_WORK REQUIRED_: Could each entry be returned exactly as it appears?

(Stored items from a collection)
┌──

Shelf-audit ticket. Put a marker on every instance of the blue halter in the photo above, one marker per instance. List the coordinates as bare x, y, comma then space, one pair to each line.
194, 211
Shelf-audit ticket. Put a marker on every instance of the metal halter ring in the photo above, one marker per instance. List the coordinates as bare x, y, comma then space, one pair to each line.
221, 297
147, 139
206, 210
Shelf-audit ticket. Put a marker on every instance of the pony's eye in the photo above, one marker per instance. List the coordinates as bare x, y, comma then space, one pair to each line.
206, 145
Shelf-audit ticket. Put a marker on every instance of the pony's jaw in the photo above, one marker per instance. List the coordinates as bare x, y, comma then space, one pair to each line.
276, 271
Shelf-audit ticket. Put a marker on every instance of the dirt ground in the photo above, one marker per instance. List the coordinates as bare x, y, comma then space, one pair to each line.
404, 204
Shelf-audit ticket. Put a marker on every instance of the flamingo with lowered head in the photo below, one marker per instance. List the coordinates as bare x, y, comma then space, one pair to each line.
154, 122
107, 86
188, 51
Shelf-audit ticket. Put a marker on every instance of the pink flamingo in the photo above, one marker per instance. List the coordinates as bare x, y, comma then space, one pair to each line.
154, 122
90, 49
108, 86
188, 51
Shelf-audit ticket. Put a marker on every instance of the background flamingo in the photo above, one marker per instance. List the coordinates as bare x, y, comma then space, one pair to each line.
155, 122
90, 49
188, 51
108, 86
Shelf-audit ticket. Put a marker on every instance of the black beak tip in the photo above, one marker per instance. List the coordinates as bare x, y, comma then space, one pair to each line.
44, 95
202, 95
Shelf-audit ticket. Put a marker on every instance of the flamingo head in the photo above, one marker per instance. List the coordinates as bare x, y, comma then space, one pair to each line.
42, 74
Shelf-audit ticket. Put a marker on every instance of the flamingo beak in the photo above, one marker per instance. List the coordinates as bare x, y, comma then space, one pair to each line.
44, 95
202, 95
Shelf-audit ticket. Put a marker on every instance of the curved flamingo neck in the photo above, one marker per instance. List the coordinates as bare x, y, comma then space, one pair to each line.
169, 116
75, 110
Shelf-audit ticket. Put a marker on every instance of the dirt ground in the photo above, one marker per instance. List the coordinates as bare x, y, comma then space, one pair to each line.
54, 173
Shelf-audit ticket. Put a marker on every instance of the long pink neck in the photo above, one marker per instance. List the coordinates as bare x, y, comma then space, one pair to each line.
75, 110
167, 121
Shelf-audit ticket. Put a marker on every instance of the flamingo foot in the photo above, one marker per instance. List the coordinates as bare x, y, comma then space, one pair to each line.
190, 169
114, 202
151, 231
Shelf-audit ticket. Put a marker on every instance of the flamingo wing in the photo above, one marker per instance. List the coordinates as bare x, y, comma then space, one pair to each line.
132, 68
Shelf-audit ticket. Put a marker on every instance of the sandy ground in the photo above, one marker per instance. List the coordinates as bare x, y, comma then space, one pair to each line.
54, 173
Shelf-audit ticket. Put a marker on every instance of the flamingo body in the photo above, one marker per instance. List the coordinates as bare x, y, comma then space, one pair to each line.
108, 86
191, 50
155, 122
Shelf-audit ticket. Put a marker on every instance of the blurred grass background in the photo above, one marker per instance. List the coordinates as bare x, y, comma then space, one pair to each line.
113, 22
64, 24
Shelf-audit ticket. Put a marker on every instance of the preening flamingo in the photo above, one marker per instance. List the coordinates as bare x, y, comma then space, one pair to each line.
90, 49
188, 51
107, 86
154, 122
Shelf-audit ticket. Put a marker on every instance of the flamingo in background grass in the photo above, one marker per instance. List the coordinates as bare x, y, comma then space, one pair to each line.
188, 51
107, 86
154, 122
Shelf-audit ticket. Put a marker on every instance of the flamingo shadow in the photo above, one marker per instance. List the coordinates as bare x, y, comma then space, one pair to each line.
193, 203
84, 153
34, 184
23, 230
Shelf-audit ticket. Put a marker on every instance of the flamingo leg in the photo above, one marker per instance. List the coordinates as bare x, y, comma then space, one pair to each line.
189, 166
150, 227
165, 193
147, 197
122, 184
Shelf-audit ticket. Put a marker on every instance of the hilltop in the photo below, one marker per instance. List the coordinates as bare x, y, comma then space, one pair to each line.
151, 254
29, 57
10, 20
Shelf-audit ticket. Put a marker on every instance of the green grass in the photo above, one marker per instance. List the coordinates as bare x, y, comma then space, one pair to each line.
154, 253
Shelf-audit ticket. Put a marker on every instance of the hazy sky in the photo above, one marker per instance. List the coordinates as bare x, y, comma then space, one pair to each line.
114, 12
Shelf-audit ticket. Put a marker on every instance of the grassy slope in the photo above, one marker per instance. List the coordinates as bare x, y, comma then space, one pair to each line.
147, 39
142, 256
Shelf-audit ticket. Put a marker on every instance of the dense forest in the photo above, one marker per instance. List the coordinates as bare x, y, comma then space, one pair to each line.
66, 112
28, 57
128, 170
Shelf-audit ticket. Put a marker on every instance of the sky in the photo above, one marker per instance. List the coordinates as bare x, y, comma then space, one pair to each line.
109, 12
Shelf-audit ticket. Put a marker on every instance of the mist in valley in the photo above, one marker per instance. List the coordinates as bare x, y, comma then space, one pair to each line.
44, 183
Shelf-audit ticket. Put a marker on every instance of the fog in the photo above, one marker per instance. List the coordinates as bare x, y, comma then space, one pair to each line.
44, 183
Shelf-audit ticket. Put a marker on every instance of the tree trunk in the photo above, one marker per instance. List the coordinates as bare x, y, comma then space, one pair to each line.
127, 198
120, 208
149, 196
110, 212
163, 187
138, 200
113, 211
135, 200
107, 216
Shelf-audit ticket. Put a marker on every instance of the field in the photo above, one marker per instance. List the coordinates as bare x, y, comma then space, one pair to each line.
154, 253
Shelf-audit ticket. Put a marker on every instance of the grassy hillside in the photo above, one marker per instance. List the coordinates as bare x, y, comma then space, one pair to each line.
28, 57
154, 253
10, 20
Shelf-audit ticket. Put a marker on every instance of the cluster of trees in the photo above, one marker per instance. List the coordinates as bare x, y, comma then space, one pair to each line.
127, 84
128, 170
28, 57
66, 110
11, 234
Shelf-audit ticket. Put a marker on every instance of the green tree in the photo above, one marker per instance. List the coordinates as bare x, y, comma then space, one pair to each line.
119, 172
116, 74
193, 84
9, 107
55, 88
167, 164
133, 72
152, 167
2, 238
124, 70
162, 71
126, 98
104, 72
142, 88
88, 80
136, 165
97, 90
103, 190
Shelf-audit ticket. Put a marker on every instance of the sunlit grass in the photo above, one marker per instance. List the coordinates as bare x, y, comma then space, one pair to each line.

└──

_RESULT OF THIS EXERCISE_:
Shelf-audit ticket. Put a marker on every instance of the blue halter in the photo above, one marker per instance. List the coordinates as bare x, y, comma then space, one pair to each line.
194, 211
Shelf-audit ticket. Put a marker on every instance of the metal halter ring in the photo above, one marker per instance. List the coordinates as bare x, y, comma then space, one pair to each line.
221, 297
147, 139
206, 210
Shelf-audit ticket. Put a marker on every instance of the pony's eye in the photo above, one marker per instance. List the coordinates as bare x, y, comma then space, one pair to each line.
206, 145
Shelf-audit ticket. Put a marker on every instance of the pony's jaw in the photo above, one marker per instance. List the coordinates as bare x, y, comma then space, one pair to each line.
276, 271
Shelf-audit ticket. Put a marker on every instance of the dirt ground in the photo above, one marker per instance. List the coordinates as bare x, y, comma then space, one pair to each line.
404, 204
Shelf-audit ticket. Put a marker on every instance of the flamingo with lowered head in the photo below, one marker per instance. List the coordinates as bare x, y, comma then space, one pair to each line.
154, 122
107, 86
188, 51
Shelf-audit ticket. Put a marker on every instance of the pink flamingo in the photo above, one marker per instance. List the coordinates as bare x, y, comma then space, one pair to each line.
154, 122
90, 49
108, 86
188, 51
Shelf-audit ticket. Put a marker on every instance of the background flamingo in the photo above, one marker per instance. List the coordinates as bare x, y, comma then space, one pair to each line.
155, 122
90, 49
188, 51
108, 86
Shelf-audit ticket. Put a marker on every instance of the black beak tip in the photo above, one marker per instance. List the coordinates as bare x, y, comma then space, one pair to each line.
44, 95
202, 95
Shelf-audit ticket. Put a marker on every instance of the flamingo head in the photo above, one marker per instance. List the coordinates as bare x, y, comma then space, one pair to each line.
42, 74
Shelf-audit ticket. Put a marker on every instance of the flamingo beak in the photo above, one marker per instance. List the coordinates as bare x, y, comma then space, one pair to each line.
44, 95
202, 95
Shelf-audit ticket. Put a marker on every instance of the curved flamingo neck in the photo above, one marker per instance. List the coordinates as bare x, y, comma then space, one pair to each line.
169, 116
75, 110
Shelf-audit ticket. Put a marker on every instance of the dirt ground in the photo above, one marker per instance. List the coordinates as bare x, y, comma then space, one pair to each line.
54, 173
Shelf-audit ticket. Put a marker on every instance of the long pink neck in the photo above, one marker per instance. List the coordinates as bare x, y, comma then space, one pair to each line.
75, 110
167, 121
Shelf-audit ticket. Put a marker on every instance of the flamingo foot in the photo above, one marker per instance. List the coordinates as bare x, y, comma then space, one pair to each line.
190, 169
114, 202
151, 231
Shelf-audit ticket. Put a marker on every instance of the flamingo wing in the photo above, one marker per instance. List the coordinates as bare x, y, comma then space, one pair to each line.
132, 68
Shelf-audit ticket. Put a marker on every instance of the sandy ground in the photo above, one marker per instance. List the coordinates as bare x, y, comma then space, one pair to each line.
54, 173
Shelf-audit ticket. Put a marker on every instance of the flamingo body in the photo above, one marker per instance. List the coordinates as bare x, y, comma then space, one pair to each line.
108, 86
191, 50
155, 122
Shelf-audit ticket. Put a marker on every instance of the blurred grass background in the photo above, one marker per instance. List the coordinates as bare x, y, comma then space, one pair to each line.
113, 22
64, 24
Shelf-audit ticket. Put a marker on every instance of the preening flamingo in the photo above, one marker per instance. List the coordinates as bare x, y, comma then space, one pair to each line.
90, 49
188, 51
107, 86
154, 122
Shelf-audit ticket. Put a marker on every instance of the flamingo in background grass in the photo above, one marker per instance. List the coordinates as bare x, y, comma then space, one pair to each line.
188, 51
107, 86
154, 122
Shelf-audit ticket. Put a marker on every instance of the flamingo shadow in the photo above, one marker per instance. List the coordinates as bare x, y, comma then space, one pair to each line.
193, 203
84, 153
34, 184
23, 230
Shelf-audit ticket. Put a marker on every instance of the flamingo leg in the photo above, one marker per instance. List the coordinates as bare x, y, comma then space, one pair to each line.
189, 166
150, 227
165, 193
147, 197
122, 184
Shelf-audit ticket. Put a marker on every instance of the hilltop in the photo below, one marker per instance. List the coordinates as bare x, y, comma then space, one pair to each line.
151, 254
29, 57
10, 20
Shelf-audit ticket. Put a marker on every instance of the green grass in the photo above, one marker per instance. List the coordinates as bare x, y, comma then space, one pair to each line.
154, 253
Shelf-audit ticket. Put a marker on every instance of the hazy sky in the photo above, one marker per instance. List the coordinates as bare x, y, comma then space, one pair to each line.
114, 12
Shelf-audit ticket. Put a marker on every instance of the grassy slope in the photo above, one marker per instance. List the coordinates as bare x, y, comma then space, one pair to each line.
147, 39
142, 256
Shelf-audit ticket. Put a marker on every instance of the dense forest in the photo above, one marker per instance. List the coordinates as bare x, y, comma then space, one pair to each line.
66, 112
28, 57
128, 170
Shelf-audit ticket. Put a marker on every instance of the sky in the photo above, one marker per instance. List the coordinates as bare x, y, comma then space, one pair to each line.
109, 12
Shelf-audit ticket. Put a marker on every instance of the mist in valley in the photo above, one marker per instance. List the coordinates as bare x, y, comma then space, one pair to each line.
44, 183
Shelf-audit ticket. Put a marker on every instance of the fog in the photo above, one marker per instance. List the coordinates as bare x, y, comma then space, one pair to each line.
44, 183
Shelf-audit ticket. Put a marker on every instance of the tree trunk in the photo above, one marker per instance. List the coordinates as bare x, y, comma then space, one pair to each line.
127, 198
120, 208
149, 196
110, 212
163, 187
138, 200
113, 211
135, 200
107, 216
Shelf-audit ticket. Put a marker on every instance of the field in the photo above, one marker per instance. List the coordinates as bare x, y, comma then space, one pair to each line.
154, 253
Shelf-audit ticket. Put a marker on every instance of the grassy hillside in the photo above, one marker per instance. List the coordinates as bare x, y, comma then space, one pair to each line.
28, 57
154, 253
10, 20
Shelf-audit ticket. Put a marker on every instance of the cluster of trees in the photo above, one marker per instance. List the coordinates as bare x, y, comma then space, one pair to each line.
127, 84
128, 170
28, 57
66, 110
11, 234
Shelf-audit ticket. Put a marker on every instance of the green tree in the photo above, one marker per instance. List the coordinates as bare x, y, comma then space, one pair to each line.
119, 172
116, 74
193, 84
9, 107
55, 88
167, 164
133, 72
152, 167
2, 238
124, 70
162, 71
126, 98
104, 72
142, 88
88, 80
136, 165
97, 90
103, 190
Shelf-audit ticket. Put a marker on every instance of the sunlit grass in the photo above, one marker per instance. List the coordinates as bare x, y, comma then space, one pair to each line.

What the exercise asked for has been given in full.